START TASK INPUTS

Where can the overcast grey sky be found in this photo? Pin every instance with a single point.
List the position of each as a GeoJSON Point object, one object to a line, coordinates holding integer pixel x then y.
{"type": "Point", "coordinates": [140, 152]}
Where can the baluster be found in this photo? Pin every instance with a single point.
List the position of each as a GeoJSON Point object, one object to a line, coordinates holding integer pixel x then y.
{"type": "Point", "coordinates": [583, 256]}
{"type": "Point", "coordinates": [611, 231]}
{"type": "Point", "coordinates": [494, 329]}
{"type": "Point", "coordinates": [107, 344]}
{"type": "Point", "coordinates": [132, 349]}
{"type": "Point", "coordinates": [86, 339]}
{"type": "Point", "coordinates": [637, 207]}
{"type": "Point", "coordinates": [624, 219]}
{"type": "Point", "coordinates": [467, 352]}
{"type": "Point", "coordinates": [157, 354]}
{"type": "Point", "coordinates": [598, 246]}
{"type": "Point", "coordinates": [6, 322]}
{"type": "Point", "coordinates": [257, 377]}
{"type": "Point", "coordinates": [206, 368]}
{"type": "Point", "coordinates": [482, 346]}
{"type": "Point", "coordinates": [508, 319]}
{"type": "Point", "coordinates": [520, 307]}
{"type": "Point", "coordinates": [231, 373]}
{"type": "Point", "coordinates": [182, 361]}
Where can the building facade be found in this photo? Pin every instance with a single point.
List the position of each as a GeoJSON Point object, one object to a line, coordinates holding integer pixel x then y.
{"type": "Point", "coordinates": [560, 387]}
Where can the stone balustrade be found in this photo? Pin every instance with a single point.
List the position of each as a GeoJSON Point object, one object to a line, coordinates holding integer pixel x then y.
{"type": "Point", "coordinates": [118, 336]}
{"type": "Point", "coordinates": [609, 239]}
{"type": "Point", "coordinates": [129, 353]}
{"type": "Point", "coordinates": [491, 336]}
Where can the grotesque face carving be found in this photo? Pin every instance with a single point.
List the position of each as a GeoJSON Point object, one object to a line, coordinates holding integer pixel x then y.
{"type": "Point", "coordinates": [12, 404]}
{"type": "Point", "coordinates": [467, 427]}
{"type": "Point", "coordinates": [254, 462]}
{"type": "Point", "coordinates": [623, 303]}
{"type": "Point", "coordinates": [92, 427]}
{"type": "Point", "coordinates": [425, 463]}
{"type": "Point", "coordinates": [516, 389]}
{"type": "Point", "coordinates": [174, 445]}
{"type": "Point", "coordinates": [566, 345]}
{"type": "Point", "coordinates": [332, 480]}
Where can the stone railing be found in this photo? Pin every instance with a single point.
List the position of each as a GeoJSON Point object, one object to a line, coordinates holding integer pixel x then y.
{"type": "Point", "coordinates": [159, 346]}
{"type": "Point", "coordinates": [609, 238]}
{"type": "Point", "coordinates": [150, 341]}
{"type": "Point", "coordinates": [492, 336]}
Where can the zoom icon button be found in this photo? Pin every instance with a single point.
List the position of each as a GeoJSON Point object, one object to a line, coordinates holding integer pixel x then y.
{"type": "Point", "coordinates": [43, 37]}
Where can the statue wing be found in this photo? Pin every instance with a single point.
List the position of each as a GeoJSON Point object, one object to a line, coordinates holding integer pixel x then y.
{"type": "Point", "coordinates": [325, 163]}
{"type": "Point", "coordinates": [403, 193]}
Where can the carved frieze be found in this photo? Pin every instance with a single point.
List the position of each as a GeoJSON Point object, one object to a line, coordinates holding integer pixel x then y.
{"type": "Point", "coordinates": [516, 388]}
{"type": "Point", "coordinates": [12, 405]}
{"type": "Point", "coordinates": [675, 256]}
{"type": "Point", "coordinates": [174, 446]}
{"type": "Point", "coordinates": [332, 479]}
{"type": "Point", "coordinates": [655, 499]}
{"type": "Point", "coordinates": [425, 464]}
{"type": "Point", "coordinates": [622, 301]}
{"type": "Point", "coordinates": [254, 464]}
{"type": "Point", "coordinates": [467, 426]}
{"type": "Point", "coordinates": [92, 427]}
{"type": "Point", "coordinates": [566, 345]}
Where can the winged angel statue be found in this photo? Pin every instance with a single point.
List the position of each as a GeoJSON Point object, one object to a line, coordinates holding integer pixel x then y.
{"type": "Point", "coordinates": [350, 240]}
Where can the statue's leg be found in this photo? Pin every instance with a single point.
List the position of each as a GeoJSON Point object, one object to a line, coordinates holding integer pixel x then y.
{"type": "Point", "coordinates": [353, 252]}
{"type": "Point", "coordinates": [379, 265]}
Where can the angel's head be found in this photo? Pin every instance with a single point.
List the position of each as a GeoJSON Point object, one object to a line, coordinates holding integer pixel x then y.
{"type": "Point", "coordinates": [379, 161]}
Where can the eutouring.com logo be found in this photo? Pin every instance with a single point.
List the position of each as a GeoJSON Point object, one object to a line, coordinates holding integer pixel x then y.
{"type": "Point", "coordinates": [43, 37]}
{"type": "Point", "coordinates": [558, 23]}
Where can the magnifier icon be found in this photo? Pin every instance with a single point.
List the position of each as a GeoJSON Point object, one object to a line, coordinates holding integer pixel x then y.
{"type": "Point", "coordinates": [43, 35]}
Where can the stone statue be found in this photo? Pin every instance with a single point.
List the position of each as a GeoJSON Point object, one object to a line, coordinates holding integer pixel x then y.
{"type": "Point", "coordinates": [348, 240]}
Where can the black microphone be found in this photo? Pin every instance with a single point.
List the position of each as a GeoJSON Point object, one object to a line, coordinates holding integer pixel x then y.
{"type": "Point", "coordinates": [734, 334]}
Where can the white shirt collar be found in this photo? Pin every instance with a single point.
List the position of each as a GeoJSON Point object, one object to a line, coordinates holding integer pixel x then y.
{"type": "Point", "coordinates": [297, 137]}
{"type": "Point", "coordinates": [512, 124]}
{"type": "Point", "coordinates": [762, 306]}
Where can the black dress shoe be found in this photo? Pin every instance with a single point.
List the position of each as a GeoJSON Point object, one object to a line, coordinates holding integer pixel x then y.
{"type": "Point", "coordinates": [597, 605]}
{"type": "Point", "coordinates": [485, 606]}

END TASK INPUTS
START TASK INPUTS

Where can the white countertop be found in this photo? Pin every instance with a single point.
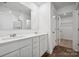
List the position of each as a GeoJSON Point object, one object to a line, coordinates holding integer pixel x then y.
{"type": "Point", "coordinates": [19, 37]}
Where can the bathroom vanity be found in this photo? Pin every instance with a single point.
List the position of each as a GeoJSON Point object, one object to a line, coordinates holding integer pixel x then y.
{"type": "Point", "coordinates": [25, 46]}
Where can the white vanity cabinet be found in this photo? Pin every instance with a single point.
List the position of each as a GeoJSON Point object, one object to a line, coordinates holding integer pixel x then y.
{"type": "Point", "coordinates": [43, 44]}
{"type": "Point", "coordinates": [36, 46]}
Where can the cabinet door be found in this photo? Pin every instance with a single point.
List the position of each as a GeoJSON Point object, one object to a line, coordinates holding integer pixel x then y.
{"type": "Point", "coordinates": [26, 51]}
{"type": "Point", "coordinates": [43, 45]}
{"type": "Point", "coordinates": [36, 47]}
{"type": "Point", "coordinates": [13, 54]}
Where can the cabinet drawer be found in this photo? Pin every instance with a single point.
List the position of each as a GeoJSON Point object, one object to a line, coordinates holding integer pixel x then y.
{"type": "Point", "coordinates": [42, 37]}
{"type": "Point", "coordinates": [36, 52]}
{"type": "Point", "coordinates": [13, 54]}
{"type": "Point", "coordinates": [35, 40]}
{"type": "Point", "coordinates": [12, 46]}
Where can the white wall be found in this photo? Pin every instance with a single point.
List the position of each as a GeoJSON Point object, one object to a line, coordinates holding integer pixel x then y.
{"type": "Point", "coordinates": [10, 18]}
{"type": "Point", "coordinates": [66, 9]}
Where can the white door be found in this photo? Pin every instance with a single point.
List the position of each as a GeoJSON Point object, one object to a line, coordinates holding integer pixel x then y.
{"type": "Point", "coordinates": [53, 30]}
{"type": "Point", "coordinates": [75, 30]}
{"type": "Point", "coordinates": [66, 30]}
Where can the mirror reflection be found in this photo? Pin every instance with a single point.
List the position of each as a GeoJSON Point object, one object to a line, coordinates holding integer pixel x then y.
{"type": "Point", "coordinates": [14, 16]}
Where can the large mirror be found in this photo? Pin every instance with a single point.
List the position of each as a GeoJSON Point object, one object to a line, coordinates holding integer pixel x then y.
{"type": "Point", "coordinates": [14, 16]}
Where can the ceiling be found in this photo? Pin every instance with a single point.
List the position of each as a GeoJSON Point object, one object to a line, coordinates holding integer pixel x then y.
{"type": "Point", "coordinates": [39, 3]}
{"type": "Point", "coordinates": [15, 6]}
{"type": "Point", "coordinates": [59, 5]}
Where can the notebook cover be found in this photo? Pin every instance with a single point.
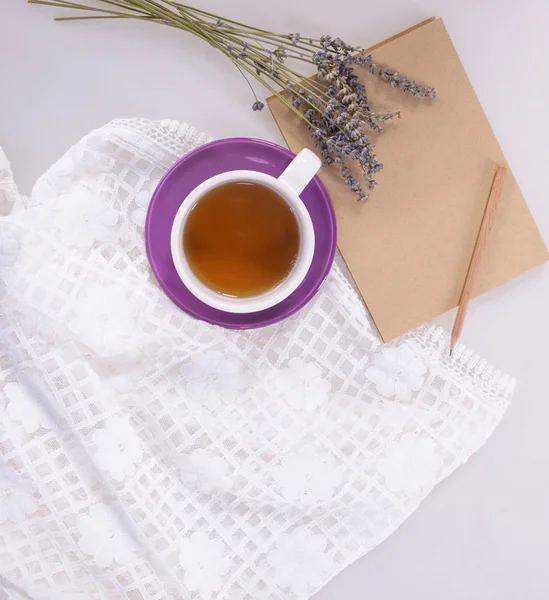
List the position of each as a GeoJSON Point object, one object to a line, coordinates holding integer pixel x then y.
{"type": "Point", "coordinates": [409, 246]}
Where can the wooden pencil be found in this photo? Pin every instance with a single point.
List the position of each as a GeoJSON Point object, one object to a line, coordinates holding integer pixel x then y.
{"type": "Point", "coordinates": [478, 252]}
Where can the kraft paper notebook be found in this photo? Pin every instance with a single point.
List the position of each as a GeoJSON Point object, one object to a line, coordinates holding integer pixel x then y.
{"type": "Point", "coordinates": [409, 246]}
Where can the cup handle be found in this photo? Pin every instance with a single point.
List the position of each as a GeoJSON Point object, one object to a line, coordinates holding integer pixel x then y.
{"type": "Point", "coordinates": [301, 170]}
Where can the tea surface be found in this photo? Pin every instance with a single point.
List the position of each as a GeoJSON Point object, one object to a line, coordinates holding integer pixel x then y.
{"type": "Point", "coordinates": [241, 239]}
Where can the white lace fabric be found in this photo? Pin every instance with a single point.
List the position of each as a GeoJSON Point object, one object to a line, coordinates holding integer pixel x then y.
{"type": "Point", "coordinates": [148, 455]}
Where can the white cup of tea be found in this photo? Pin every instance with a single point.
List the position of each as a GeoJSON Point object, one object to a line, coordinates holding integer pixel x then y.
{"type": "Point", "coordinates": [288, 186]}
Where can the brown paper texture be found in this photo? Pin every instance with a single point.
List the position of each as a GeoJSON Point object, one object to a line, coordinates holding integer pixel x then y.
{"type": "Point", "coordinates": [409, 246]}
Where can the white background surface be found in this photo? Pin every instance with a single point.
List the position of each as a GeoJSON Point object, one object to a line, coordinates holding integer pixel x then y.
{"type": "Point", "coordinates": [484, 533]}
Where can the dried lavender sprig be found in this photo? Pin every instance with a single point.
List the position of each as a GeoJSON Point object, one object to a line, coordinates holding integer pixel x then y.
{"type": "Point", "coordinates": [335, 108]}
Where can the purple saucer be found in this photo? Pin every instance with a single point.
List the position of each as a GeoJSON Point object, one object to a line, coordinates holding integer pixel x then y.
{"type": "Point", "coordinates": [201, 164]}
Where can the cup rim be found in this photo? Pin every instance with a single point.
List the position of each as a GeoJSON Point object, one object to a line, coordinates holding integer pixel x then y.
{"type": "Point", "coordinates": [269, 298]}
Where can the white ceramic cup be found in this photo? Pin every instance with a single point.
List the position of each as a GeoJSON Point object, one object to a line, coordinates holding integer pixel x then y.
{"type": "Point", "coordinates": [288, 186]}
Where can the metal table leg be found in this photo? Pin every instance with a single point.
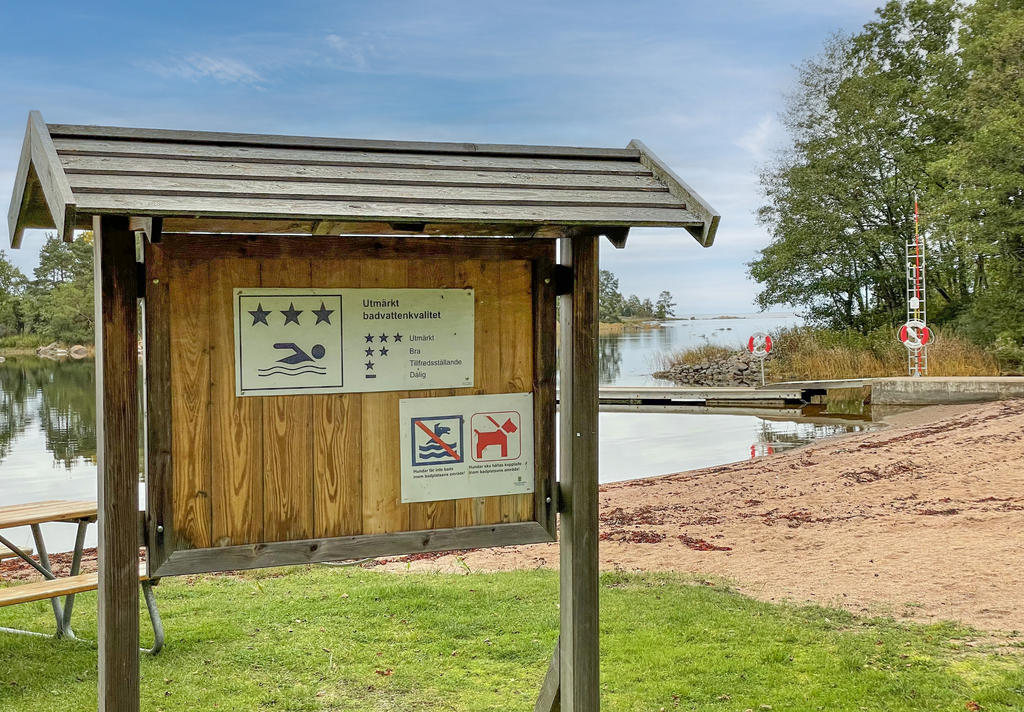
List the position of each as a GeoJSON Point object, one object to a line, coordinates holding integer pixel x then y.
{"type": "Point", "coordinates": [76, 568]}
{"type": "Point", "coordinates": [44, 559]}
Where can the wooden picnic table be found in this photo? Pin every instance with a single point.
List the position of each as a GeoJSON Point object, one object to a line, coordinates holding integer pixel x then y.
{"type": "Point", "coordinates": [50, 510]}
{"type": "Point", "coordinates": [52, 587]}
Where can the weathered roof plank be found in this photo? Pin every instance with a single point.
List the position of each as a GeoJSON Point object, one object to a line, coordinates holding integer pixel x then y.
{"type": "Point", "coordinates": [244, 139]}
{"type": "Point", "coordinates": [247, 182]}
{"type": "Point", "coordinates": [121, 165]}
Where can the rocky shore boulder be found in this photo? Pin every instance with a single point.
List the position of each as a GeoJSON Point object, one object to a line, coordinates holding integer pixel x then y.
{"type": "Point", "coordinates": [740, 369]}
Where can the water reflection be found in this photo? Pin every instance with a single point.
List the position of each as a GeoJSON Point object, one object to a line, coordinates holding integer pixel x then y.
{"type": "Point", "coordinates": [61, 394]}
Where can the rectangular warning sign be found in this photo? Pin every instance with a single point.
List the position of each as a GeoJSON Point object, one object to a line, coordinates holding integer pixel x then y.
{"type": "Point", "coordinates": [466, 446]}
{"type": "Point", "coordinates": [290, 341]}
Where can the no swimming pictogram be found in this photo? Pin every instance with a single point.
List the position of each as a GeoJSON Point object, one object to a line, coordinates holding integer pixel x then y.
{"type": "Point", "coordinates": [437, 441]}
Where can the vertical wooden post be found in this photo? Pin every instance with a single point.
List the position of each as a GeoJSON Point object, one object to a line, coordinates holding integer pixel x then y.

END TASK INPUTS

# TASK TO CARRY OUT
Where the data above reaches the line holding "Where can the overcast", begin printing, and stop after the line holding "Where can the baluster". Each line must be reproduced exactly, with nothing else added.

# RESULT
Where can the overcast grey sky be found in this photo? Pin every instance with a single point.
List the position of each as a GeoJSON Point object, one object to a line, coordinates holding integer pixel x then y.
{"type": "Point", "coordinates": [140, 152]}
Where can the baluster be found in this photo? Pin every instance with a single point.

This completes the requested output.